EXERCISE OBJECTIVE: Go through the entries below and print each one exactly.

------ PROVIDED RECORDS ------

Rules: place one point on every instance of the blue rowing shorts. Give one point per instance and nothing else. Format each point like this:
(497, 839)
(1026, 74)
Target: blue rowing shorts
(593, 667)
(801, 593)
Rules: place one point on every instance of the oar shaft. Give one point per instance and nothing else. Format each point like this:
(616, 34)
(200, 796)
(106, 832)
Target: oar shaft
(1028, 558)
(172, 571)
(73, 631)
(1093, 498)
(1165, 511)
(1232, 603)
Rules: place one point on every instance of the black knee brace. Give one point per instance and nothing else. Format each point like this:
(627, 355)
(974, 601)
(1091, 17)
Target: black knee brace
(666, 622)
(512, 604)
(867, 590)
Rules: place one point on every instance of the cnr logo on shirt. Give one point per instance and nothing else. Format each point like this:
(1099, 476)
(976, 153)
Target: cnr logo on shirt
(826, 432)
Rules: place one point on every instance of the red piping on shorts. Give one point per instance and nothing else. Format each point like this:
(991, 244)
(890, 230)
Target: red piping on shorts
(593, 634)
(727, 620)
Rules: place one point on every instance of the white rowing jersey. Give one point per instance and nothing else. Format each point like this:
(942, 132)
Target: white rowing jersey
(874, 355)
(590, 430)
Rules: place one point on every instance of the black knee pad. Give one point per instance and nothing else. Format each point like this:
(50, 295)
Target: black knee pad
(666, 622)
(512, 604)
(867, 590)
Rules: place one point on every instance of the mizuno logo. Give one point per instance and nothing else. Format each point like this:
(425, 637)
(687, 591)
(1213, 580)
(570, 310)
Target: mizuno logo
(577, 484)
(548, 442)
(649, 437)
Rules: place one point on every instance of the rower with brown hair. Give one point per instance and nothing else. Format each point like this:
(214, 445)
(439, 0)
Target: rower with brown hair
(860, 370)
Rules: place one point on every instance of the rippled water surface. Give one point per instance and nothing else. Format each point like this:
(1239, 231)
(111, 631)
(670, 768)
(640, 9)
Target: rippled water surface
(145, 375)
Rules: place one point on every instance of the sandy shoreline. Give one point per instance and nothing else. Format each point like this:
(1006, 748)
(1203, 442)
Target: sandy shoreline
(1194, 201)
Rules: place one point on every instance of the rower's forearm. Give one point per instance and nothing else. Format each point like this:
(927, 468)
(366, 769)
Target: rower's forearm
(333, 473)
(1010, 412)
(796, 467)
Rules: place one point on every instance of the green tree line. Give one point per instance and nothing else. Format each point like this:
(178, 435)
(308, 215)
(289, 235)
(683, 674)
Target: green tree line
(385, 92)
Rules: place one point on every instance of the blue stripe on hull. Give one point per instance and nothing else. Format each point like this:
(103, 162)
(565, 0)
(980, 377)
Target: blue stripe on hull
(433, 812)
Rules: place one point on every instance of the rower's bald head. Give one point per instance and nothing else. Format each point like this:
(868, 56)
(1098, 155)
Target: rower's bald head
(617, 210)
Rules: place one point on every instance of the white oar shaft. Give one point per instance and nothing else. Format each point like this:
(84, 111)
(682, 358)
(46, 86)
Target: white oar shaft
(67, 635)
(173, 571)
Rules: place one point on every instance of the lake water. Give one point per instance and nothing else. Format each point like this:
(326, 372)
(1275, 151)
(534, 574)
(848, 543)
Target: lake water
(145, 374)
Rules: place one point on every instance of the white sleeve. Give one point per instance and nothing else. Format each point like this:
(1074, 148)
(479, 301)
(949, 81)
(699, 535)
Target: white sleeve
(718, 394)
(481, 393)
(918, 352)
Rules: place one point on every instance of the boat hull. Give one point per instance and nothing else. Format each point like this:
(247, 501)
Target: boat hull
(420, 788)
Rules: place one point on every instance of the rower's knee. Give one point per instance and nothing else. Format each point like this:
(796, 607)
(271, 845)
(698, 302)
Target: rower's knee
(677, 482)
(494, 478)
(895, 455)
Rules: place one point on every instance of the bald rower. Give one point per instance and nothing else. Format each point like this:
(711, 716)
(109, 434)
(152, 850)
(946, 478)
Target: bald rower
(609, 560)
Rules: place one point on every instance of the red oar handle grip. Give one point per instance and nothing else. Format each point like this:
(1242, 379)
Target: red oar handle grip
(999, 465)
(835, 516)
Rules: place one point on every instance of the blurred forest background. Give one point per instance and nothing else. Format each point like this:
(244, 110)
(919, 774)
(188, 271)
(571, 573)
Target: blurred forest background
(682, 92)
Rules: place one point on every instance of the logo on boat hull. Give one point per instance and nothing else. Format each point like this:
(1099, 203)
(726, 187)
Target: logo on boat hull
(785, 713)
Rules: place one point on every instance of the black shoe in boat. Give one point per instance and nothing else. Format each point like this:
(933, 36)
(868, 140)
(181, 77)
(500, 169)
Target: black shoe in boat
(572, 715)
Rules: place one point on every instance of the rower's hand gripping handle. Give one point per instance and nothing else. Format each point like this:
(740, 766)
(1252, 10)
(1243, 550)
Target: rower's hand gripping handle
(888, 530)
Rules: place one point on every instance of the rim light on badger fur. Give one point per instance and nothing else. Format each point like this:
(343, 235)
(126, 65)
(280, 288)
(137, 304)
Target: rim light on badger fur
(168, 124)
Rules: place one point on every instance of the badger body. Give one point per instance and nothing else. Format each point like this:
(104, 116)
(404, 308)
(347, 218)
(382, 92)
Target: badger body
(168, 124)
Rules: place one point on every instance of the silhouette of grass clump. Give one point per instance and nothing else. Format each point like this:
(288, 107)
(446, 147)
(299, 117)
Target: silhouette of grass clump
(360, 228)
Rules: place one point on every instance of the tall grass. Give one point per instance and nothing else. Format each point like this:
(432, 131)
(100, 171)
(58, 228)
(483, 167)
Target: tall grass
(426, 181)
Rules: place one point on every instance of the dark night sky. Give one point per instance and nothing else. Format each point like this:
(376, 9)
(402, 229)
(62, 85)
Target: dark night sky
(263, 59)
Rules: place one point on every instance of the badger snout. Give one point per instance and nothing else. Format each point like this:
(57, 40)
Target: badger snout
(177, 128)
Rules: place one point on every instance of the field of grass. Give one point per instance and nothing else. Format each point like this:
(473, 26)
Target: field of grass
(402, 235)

------

ANSWER TO THE EXERCISE:
Rules: place one point on every instance of the blue rowing shorts. Give one point per instance and nothing else. Format each point like this:
(497, 839)
(1026, 74)
Target: blue rowing shorts
(593, 667)
(801, 593)
Rules: place one point on every instance of the oar shaft. Give one point per instance and nothing else. Format each point like this:
(616, 34)
(200, 796)
(106, 832)
Target: oar shaft
(1028, 558)
(172, 571)
(73, 631)
(1093, 498)
(1165, 511)
(1232, 603)
Rules: place one point on every instance of the black knee brace. Give one point per instance and nothing else. Format each point like this:
(627, 355)
(974, 601)
(1091, 17)
Target: black knee brace
(666, 622)
(512, 604)
(867, 590)
Rules: place one point on every instance of the cnr logo on shirt. Give one point per instance and nothing else. Format each point like this:
(1099, 476)
(976, 153)
Target: cnr logo on shirt
(826, 432)
Rules: place one point on every instance of the red piping on shorts. Give one point per instance and nothing else. Format each point like this:
(991, 244)
(890, 230)
Target: red piping on shorts
(593, 634)
(727, 620)
Rules: place one point on every instance of the white rowing jersey. Give one point per instance and nothing else. Format each point like this:
(942, 132)
Target: white rowing jersey
(874, 355)
(590, 430)
Rules: place one point on every instance of the black knee pad. Give one point per instance and nothing else. Format each point like this:
(50, 295)
Target: black knee pad
(666, 622)
(512, 604)
(867, 590)
Rules: place one point on every instance of the mizuno logo. Give one point per instance and nothing else. Format each point like this:
(425, 637)
(687, 591)
(1213, 580)
(570, 310)
Target: mizuno logo
(577, 484)
(548, 442)
(649, 437)
Rules: place one point on every instance of the rower with brown hair. Give one point per instance and nothing else. Format each point like this:
(214, 445)
(439, 0)
Target: rower with brown hair
(860, 370)
Rules: place one point on every instance of the rippled water surface. Give one point per instance and nothing else. Format each point like this:
(1239, 231)
(111, 631)
(670, 768)
(640, 9)
Target: rippled water surface
(145, 375)
Rules: place one point on every instance of the sandy shoreline. Give one point per instance and nothing else. Format each point like this:
(1006, 748)
(1203, 442)
Target: sandy shoreline
(1194, 201)
Rules: place one point on every instance of the rower's forearm. Give one point per instance and nothing else. Format each point like this:
(927, 468)
(366, 769)
Target: rower's forearm
(333, 473)
(1010, 412)
(796, 467)
Rules: place one point on every instance of the green tree line. Give one point per instance and nothing else. Format each point like this:
(178, 435)
(308, 215)
(289, 235)
(683, 674)
Target: green tree line
(385, 92)
Rules: place one point on every instance of the blue stripe on hull. Give one point per instance and nothing else. Format each point like this:
(103, 162)
(565, 0)
(980, 377)
Target: blue stripe on hull
(433, 812)
Rules: place one point on every instance of the rower's bald head. Give one point per instance and nothing else. Format each point like this:
(868, 56)
(1098, 155)
Target: rower's bald head
(617, 210)
Rules: place one point on every instance of the white oar shaft. Give one point per instance and nothing else. Format each point like this:
(84, 111)
(682, 358)
(46, 86)
Target: white oar shaft
(67, 635)
(173, 571)
Rules: place one point on every instance of the lake water. Give one point per instance and nothing else. Format each point like this:
(326, 372)
(1275, 151)
(534, 574)
(848, 543)
Target: lake water
(145, 374)
Rules: place one point on every instance of the white sleeve. Give one point per instance and nothing else. Format each point like this:
(1074, 148)
(479, 301)
(949, 81)
(699, 535)
Target: white sleeve
(718, 394)
(481, 393)
(918, 352)
Rules: place one point on every instance of the boat hull. Give one point per instance and nothing else. Format each point like this:
(247, 501)
Target: boat hull
(420, 788)
Rules: place one point on every instance of the rower's knee. Give one point per instance and nothing else. Format each point like this:
(796, 607)
(271, 845)
(698, 302)
Target: rower's knee
(677, 482)
(494, 478)
(895, 455)
Rules: place one point on every instance of the bald rower. Give one point per instance and nothing else. Format each point like this:
(711, 716)
(109, 434)
(152, 850)
(946, 478)
Target: bald rower
(609, 560)
Rules: place one point on every instance of the red oar handle grip. Give one point per instance and nothing else. Format each point like this:
(1242, 379)
Target: red oar handle grip
(999, 465)
(835, 516)
Rules: place one point on every instance of the blurred forest background. Give one point per instance and nothing else. Format each point like this:
(244, 110)
(919, 774)
(188, 271)
(571, 573)
Target: blurred forest background
(682, 92)
Rules: place one point on every instance of the logo on boat hull. Give one point per instance and nothing else. Format each point like this:
(1099, 203)
(726, 187)
Target: logo on boat hull
(785, 713)
Rules: place one point on every instance of the black shoe in boat. Give one point per instance and nothing else. Format each point like this:
(933, 36)
(868, 140)
(181, 77)
(500, 169)
Target: black shoe in boat
(572, 715)
Rules: place one point on every instance of the rower's hand gripping handle. Give one point per instance and nothing else. Format each point like this:
(740, 766)
(1252, 10)
(1243, 550)
Target: rower's hand gripping handle
(888, 530)
Rules: place one point on every instance of the rim light on badger fur. Give one point per instance and nothing else. Format each point like this:
(343, 235)
(126, 65)
(280, 288)
(137, 304)
Target: rim light on badger fur
(168, 124)
Rules: place one point on every instance of the badger body. Give one point per instance and nothing else. Format each point like this:
(104, 116)
(404, 308)
(347, 218)
(382, 92)
Target: badger body
(168, 124)
Rules: place one point on every instance of the silhouette of grass clump. Give one point per instance and nothing else. Format each point like this:
(288, 107)
(446, 147)
(299, 117)
Target: silhouette of grass clump
(360, 228)
Rules: place one point on every instance of the tall grass. Give one point per instance and nothing else. Format each point like this:
(432, 131)
(100, 171)
(58, 228)
(483, 167)
Target: tall grass
(426, 181)
Rules: place one point on every instance of the dark night sky. Give one point per instance and nothing else. Format each point like this:
(376, 9)
(402, 229)
(62, 85)
Target: dark night sky
(263, 59)
Rules: place one point on every instance of the badger snout. Give one point per instance and nothing else. Format each point like this:
(57, 40)
Target: badger snout
(177, 128)
Rules: place one point on every instance of the field of grass. Give one point per instance and nothing else. Format each point like this:
(473, 26)
Target: field of grass
(402, 235)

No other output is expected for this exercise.